• _Demande écrite 1_
Reprenez le passage de la tribune sur l'élection vénézuélienne qui va de « En outre, contrairement » jusqu'à « candidat proclamé vainqueur. », en y substituant « commission d'experts » à « commission technique ».
• _Demande écrite 2_
D'après la tribune sur l'élection vénézuélienne, quel écart de voix le communiqué du CNE annonçait-il entre Maduro et Edmundo González Urrutia ?

• _Texte fourni_
= = =

Tribune. «Dignité, espoir et organisation pour la récupération de la démocratie au Venezuela. Sans procès-verbaux l’élection présidentielle est illégale»

Elvis Almoroso, président du CNE, annonce «les résultats officiels».

La journée du scrutin présidentiel du 28 juillet s’est achevée sur une immense déception pour la grande majorité du peuple vénézuélien. Peu après minuit, le Conseil national électoral (CNE) a publié un communiqué donnant Nicolás Maduro gagnant, bien que le président du CNE, Elvis Almoroso, ait annoncé que ce résultat ne se fondait que sur 80% des procès-verbaux qui auraient été scrutés [1]. Or, ce communiqué fait état d’un écart de seulement 704 114 voix entre Maduro et Edmundo González Urrutia, ce qui veut dire que les 20% de procès-verbaux restants (à en croire Almoroso), qui correspondraient à 2 514 694 voix, pourraient parfaitement transformer le résultat final: contrairement au dire du gouvernement, le communiqué du CNE du lundi 29 juillet proclamant la réélection du président Maduro n’exprimait pas une «tendance irréversible», bien au contraire. La proclamation du CNE est donc complètement illégale, les chiffres apportés ne démontrant pas que Maduro a gagné le scrutin.

En outre, contrairement à ce que prévoit le protocole en vigueur, et comme l’a dénoncé le candidat Enrique Márquez du parti Centrados en la Gente, ce communiqué ne se fonde pas sur le rapport de la commission technique du CNE, intégrée par des témoins et représentants des candidats en lice, pas plus qu’il n’a été avalisé par ces derniers. Pire, Elvis Amoroso a consacré Nicolás Maduro en tant que président élu sans avoir produit au préalable les procès-verbaux officiels de totalisation des votes et de proclamation du résultat final, en parfaite violation des procédures les plus élémentaires permettant d’assurer la légitimité du candidat proclamé vainqueur.

= = =

• _Données_
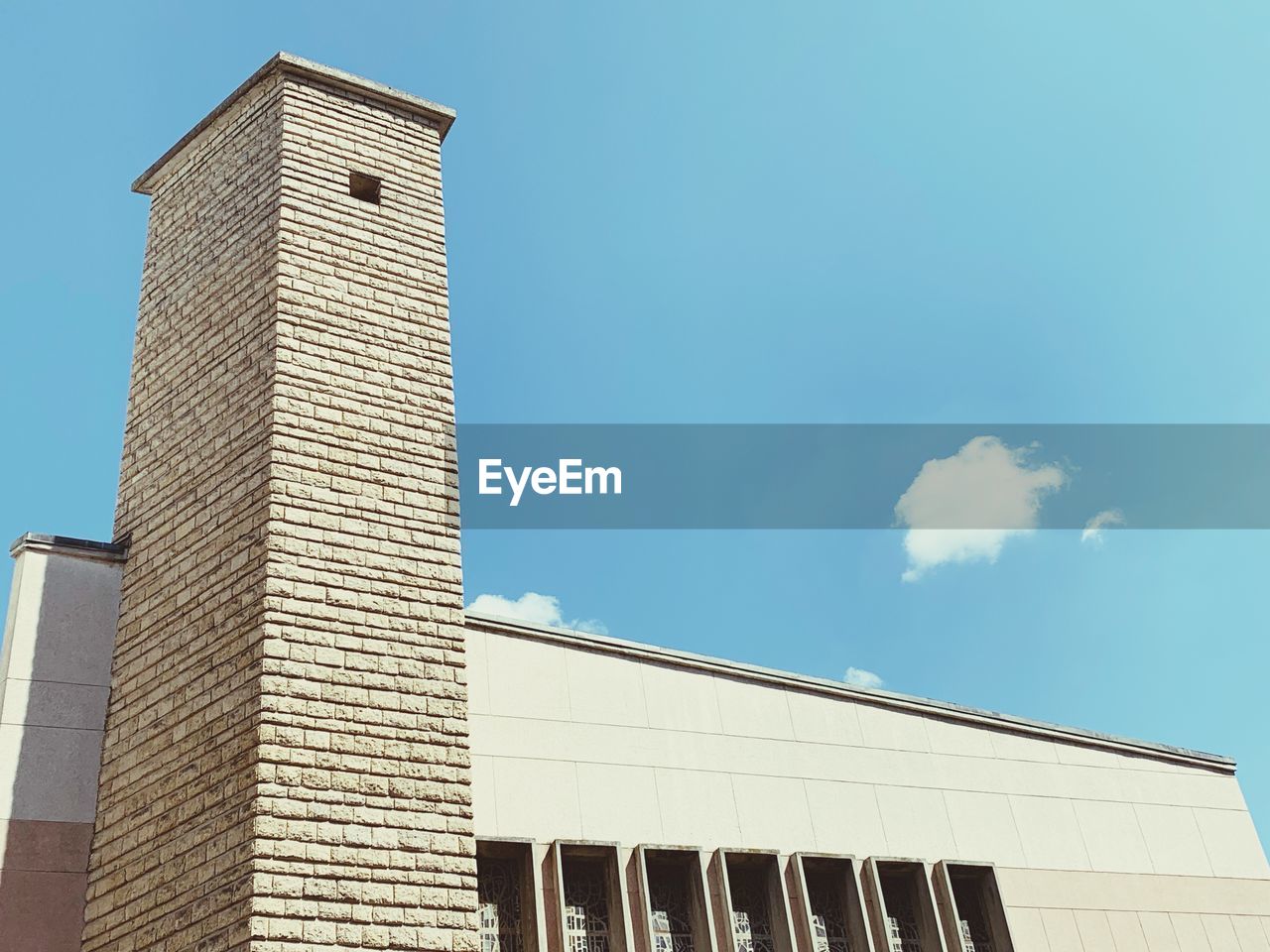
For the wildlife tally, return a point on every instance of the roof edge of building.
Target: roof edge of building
(871, 696)
(68, 544)
(299, 66)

= = =

• _Réponse écrite 1_
En outre, contrairement à ce que prévoit le protocole en vigueur, et comme l’a dénoncé le candidat Enrique Márquez du parti Centrados en la Gente, ce communiqué ne se fonde pas sur le rapport de la commission d'experts du CNE, intégrée par des témoins et représentants des candidats en lice, pas plus qu’il n’a été avalisé par ces derniers. Pire, Elvis Amoroso a consacré Nicolás Maduro en tant que président élu sans avoir produit au préalable les procès-verbaux officiels de totalisation des votes et de proclamation du résultat final, en parfaite violation des procédures les plus élémentaires permettant d’assurer la légitimité du candidat proclamé vainqueur.

• _Réponse écrite 2_
Le communiqué annonçait un écart de 704 114 voix.